This is Assignment 1 of the Data Science and Process Modelling course taught at Leiden University. It is also the first assignment of the Data Science course.

For each part of the assignment, the number of points awarded for a 100% perfect answer is listed between brackets and sums to a total of 100 points. You should answer each question as precisely as possible; not addressing parts of the question means that fewer points are awarded. Your assignment grade (between 1 and 10, bounds included) is computed by dividing your number of points by 10 and rounding it to the nearest half. If you get an insufficient grade for the assignment, you can retake the assignment by meeting the assignment retake deadline. Please do not be late with handing in your work. If you are late with handing in your work, it means that you failed the assignment and that you are automatically using the retake deadline for the assignment. Retake assignment grades have 2 points subtracted from the total. You are allowed to work in teams consisting of exactly two people. For each question, clearly describe how you obtained your answer, and write down any non-trivial assumptions. All practical exercises can be done on the student workstations. Be sure to hand in digitally:

  1. Your final assignment report (in PDF, generated using LaTeX)
  2. Your Dashboard URL
  3. All relevant server-side source code in one zip-file or tarball

Questions or remarks? Preferably ask them during one of the weekly lectures or lab sessions. In case of urgent questions outside these hours, contact one of the course assistants via e-mail, or ask the lecturer in person.


Assignment contents

Assignment goal

The goal of the assignment is to:

  1. Create a web-based dashboard which can be used by management to understand and interpret the sales data of the CookieDestroyer game.
  2. Answer a few strategic questions on the game using the data and/or the dashboard in a short assignment report.

The report that you hand in for this assignment should contain a short introduction to the data, the company and the dashboard, as well as the answers to the strategic questions.
_____
Resume the dashboard assignment description above, starting right after its final sentence.

_Dataset excerpt:_
_____
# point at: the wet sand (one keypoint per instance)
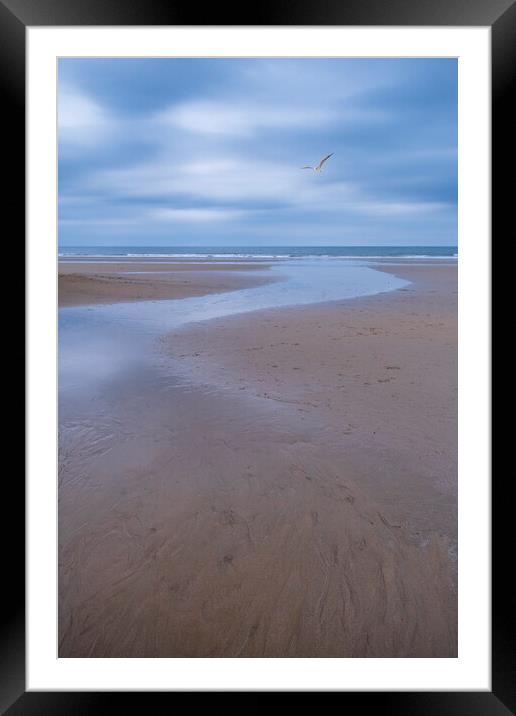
_____
_Result for this exercise:_
Data

The data for this assignment comes in three files: sales, methods and countries. The main data table to be studied is sales, which contains a few hundred thousand sales records spanning a time period from 2010 to 2015. It has the following attributes:

  • saleId - the sale unique identifier
  • saleDateTime - date and time
  • accountName - name of the user, anonymized using one-way collision-free hashing
  • coins - the number of game coins given
  • currency - the currency of the user
  • priceInCurrency - the price in the user's currency
  • priceInEUR - the price converted to EUR (which is all the pricing information you need for this assignment)
  • methodId - unique ID of the payment method used for this sale
  • ip - the IP (again anonymized)
  • ipCountry - the ISO2 country code of the country corresponding to that IP

Furthermore, there are tables methods and countries which map the methodId and ipCountry fields in the sales table to (anonymized) payment method names and country names. Each table is available in .sql format and in .csv format. The files can be found here:

sales .csv .sql
methods .csv .sql
countries .csv .sql For some additional instructions, see below.

The files can also be found in the shared UNIX folder /vol/share/groups/liacs/scratch/DSPM/.

A simple way to load data from file.sql into MySQL is via the command line, for example as follows:
mysql -h mysql.liacs.leidenuniv.nl -u username -p username < file.sql
Username is your ULCN username, password is your MySQL password. The second username is to select the database name, which is equal to your username.


Dashboard

The web-based dashboard consists of various (at least four) widgets that should each visualize (in a different way) the following aspects of the data:

  1. [10p] Sales Volume: Visualize the sales over time (for example, per month or per quarter) in terms of at least three measures. For example: real money (price attribute), virtual money (amount attribute) and transaction count (row count).
  2. [15p] Attribute Segmentation and Filtering (OLAP-style): Present sales volume (as above) segmented per attribute: at least the payment method (methodId) attribute should be included, but you can also think of the day of the week, time of the day or the country of the customer.
  3. [15p] Customer Behavior: Can you come up with some KPI's (metrics and scores) that help management understand the customer? Visualize them in a nice way. For example, the average number of transactions per customer, the average lifespan of a customer, etc. Bonus points if you can show a plot of a distribution of the (perhaps binned) values of the metrics in addition to an average.
  4. [10p] Geographical Development: visualize the sales volume (as above) in a geographical setting, for example the number of distinct customers per country over time. The goal is again to give management as much geographic insight as possible (see Strategic Questions later on).
  5. [10p] Explain your toolstack in the report; what components did you write yourself, what did you reuse? How did you "glue" it all together? No need to list actual code in the report.
  • [10p] You are very much encouraged to make the dashboard visually appealing, and to use non-traditional visualization techniques to give management an astonishing insight in the sales data of their game. In particular, the interaction and degrees of freedom in visualizing and exploring the sales data should be as large as possible.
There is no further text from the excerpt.